_O PEDIDO_: Copie do texto sobre a canção "Tout vas très bien" o trecho que começa nas palavras "E assim a coisa" e termina depois de "otimista e bem-humorada.", sem alterar nada.

Tout vas très bien. Por Silvia Zaclis
Uma sensação estranha de que o gato já subiu no telhado; está lá, esperando.
Como aquela antiga canção francesa “Tout vas très bien, madame la Marquise”…. Madame telefona para seu mordomo, James, e pergunta como estão as coisas na propriedade. O mordomo assegura que tout vas bien, ou melhor, très bien…
Papo vai, papo vem, ele vai revelando as novidades. “E meu lulu favorito, como vai?” “Infelizmente, madame, houve um pequeno acidente, e totó morreu no incêndio. Mas fique tranquila, tout vas très bien…” “Incêndio? Que incêndio?” “Ah, foi uma coisinha de nada, madame, seu marido pôs fogo na casa quando descobriu que perdeu toda sua fortuna… Mas de resto, tout vas bien…”
E assim a coisa continua entre o funcionário otimista e sua patroa. No final, madame percebe que não sobrou nada… Não chega a ser divertido esse humor negro…
Em certos momentos, tenho me sentido um pouco como um James que tem medo de perder o emprego e por isto se engana encobrindo o desastre com uma visão otimista e bem-humorada.
Na maior parte do tempo, no entanto, sou madame la marquise que, verdade seja dita, deveria ter percebido que o desempenho do senhor marquês não andava lá dessas coisas. Agora é tarde demais…
E o gato?

_LINHAS LISTADAS_:
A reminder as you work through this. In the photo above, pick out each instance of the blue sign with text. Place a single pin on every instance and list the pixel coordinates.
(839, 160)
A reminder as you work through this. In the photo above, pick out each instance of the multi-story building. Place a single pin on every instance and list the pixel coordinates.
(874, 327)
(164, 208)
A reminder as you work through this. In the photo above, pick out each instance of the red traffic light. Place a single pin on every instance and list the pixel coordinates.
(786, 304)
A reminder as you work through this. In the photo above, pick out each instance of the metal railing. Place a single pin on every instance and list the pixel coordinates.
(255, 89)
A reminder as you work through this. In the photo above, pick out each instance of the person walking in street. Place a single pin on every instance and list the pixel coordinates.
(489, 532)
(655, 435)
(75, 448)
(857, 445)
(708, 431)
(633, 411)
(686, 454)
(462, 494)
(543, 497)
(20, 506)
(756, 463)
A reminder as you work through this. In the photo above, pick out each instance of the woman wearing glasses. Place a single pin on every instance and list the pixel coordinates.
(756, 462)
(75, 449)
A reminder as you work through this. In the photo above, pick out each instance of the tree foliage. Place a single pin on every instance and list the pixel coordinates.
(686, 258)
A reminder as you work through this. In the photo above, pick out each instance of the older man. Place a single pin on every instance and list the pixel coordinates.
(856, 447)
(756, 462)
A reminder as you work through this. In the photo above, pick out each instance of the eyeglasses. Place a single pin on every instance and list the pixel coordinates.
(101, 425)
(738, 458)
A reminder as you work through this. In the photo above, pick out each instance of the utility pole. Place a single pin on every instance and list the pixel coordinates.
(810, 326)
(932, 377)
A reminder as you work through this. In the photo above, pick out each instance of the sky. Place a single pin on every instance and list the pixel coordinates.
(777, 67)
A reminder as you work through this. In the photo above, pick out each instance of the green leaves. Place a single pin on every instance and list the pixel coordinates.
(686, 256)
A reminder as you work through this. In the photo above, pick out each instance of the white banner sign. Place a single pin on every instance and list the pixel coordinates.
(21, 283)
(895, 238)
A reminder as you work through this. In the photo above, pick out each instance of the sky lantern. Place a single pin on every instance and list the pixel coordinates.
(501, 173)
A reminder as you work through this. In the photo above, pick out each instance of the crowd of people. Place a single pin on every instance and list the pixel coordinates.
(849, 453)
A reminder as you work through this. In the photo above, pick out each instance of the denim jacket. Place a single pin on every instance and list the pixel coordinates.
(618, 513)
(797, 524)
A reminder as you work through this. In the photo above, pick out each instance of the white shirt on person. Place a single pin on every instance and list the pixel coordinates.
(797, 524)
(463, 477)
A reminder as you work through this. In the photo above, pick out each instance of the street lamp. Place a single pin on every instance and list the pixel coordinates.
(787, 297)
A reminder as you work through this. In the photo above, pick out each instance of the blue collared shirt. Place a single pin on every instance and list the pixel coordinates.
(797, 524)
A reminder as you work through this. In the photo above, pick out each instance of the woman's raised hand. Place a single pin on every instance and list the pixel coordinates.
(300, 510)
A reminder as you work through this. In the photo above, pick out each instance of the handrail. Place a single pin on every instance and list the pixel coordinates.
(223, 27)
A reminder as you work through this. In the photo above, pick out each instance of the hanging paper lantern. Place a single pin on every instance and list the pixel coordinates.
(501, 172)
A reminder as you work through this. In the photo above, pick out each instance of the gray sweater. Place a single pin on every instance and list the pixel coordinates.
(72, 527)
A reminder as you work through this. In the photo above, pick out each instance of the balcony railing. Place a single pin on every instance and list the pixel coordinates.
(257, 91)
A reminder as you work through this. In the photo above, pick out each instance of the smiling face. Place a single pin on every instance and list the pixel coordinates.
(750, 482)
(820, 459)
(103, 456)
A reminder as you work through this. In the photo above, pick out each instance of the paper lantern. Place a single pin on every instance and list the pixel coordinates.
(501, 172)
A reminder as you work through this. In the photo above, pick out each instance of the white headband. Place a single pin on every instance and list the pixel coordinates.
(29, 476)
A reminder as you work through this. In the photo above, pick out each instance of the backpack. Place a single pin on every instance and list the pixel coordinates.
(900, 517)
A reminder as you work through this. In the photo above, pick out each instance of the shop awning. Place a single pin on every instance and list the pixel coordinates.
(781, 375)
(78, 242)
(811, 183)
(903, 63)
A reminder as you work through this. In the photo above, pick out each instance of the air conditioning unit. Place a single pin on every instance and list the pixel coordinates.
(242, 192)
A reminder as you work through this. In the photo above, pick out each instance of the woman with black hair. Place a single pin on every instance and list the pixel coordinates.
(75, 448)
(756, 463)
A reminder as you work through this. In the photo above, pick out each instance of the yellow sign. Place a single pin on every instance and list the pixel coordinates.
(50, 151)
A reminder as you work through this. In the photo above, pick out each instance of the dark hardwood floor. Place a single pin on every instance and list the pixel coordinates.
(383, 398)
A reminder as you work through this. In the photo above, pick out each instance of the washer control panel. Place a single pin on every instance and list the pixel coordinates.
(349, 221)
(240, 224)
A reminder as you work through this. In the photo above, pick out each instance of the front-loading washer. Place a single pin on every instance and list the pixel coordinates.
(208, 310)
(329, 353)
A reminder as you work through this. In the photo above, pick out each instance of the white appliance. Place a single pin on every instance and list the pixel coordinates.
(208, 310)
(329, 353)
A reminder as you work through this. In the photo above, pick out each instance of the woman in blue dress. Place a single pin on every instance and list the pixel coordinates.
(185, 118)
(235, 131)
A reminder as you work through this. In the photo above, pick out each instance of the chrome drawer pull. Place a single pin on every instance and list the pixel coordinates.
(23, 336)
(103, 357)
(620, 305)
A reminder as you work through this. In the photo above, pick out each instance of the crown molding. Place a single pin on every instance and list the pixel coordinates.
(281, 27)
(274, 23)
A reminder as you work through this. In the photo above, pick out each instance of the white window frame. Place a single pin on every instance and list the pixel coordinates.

_RESPOSTA DO EXERCÍCIO_:
E assim a coisa continua entre o funcionário otimista e sua patroa. No final, madame percebe que não sobrou nada… Não chega a ser divertido esse humor negro…
Em certos momentos, tenho me sentido um pouco como um James que tem medo de perder o emprego e por isto se engana encobrindo o desastre com uma visão otimista e bem-humorada.